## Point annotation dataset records
————
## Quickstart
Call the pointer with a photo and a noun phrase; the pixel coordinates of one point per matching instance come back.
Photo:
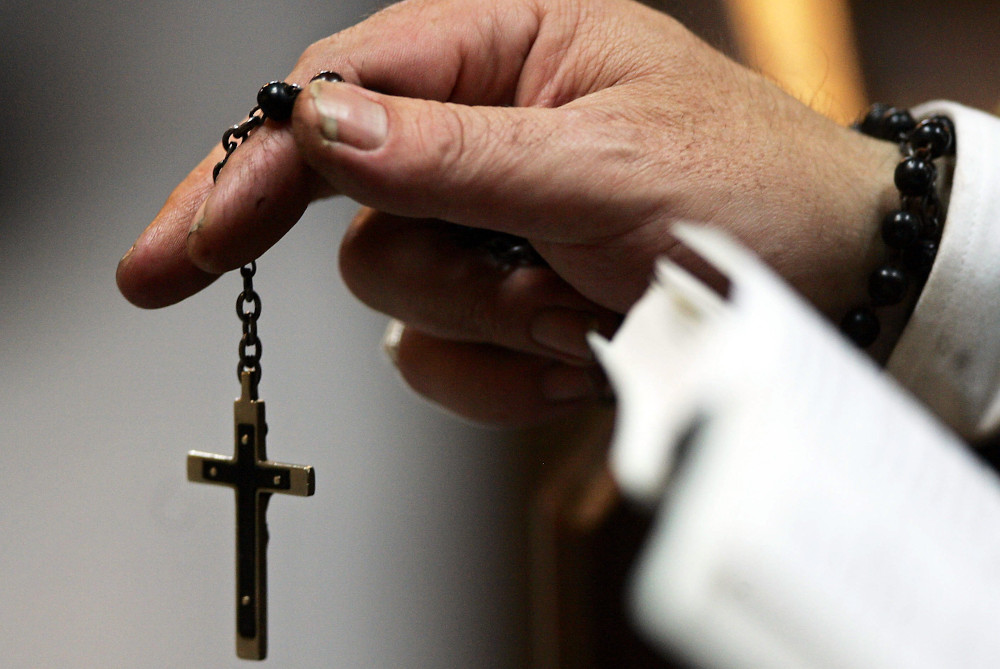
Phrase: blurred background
(415, 551)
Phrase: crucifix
(254, 479)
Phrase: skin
(587, 127)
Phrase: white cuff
(949, 353)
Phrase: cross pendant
(253, 478)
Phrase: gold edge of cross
(253, 478)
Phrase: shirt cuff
(949, 352)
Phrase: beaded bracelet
(913, 231)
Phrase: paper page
(821, 518)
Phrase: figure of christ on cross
(253, 478)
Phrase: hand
(588, 127)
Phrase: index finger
(434, 49)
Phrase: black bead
(919, 258)
(900, 229)
(897, 124)
(950, 128)
(887, 286)
(915, 177)
(327, 75)
(277, 99)
(861, 326)
(933, 136)
(871, 124)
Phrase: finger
(156, 270)
(489, 384)
(425, 273)
(499, 168)
(429, 48)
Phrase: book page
(819, 517)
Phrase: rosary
(252, 476)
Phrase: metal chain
(248, 310)
(234, 136)
(250, 344)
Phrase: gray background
(408, 555)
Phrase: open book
(809, 512)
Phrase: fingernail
(390, 340)
(562, 383)
(349, 117)
(564, 331)
(128, 254)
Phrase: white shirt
(949, 353)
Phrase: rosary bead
(861, 326)
(932, 135)
(871, 124)
(900, 229)
(277, 99)
(915, 177)
(919, 258)
(887, 286)
(327, 75)
(897, 124)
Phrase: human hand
(587, 127)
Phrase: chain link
(250, 348)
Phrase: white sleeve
(949, 352)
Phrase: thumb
(502, 168)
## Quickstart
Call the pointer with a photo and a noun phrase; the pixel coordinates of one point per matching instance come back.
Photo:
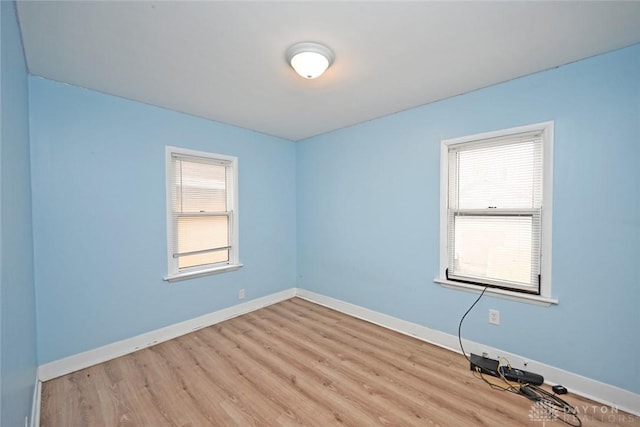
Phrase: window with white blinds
(494, 209)
(201, 212)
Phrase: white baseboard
(83, 360)
(613, 397)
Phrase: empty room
(318, 213)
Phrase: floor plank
(293, 364)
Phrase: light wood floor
(293, 363)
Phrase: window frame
(544, 297)
(174, 273)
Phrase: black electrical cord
(462, 320)
(557, 407)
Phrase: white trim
(107, 352)
(207, 272)
(547, 129)
(595, 390)
(173, 273)
(499, 293)
(36, 402)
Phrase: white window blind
(494, 213)
(200, 211)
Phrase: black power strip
(491, 367)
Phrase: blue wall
(99, 225)
(17, 301)
(356, 208)
(368, 226)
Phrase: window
(496, 210)
(202, 226)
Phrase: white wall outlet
(494, 316)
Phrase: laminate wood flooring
(294, 363)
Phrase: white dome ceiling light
(309, 59)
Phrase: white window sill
(499, 293)
(199, 273)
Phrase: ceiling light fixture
(309, 59)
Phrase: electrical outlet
(494, 316)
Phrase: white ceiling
(226, 60)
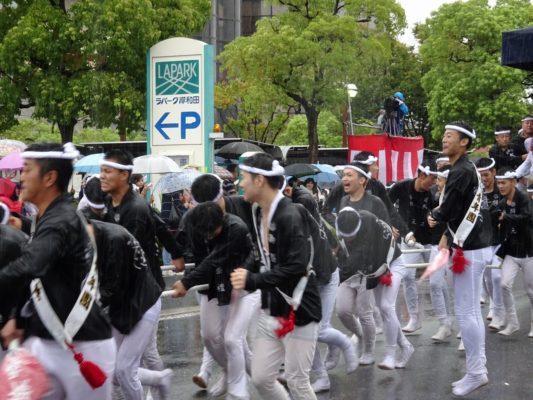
————
## WHAT IS ASKED
Return each line of the rows above that contains the string "light". Treat uppercase and lowercase letters as different.

## SOLVED EXERCISE
Phrase: light wood floor
Phrase: white dome ceiling light
Phrase: ceiling light fixture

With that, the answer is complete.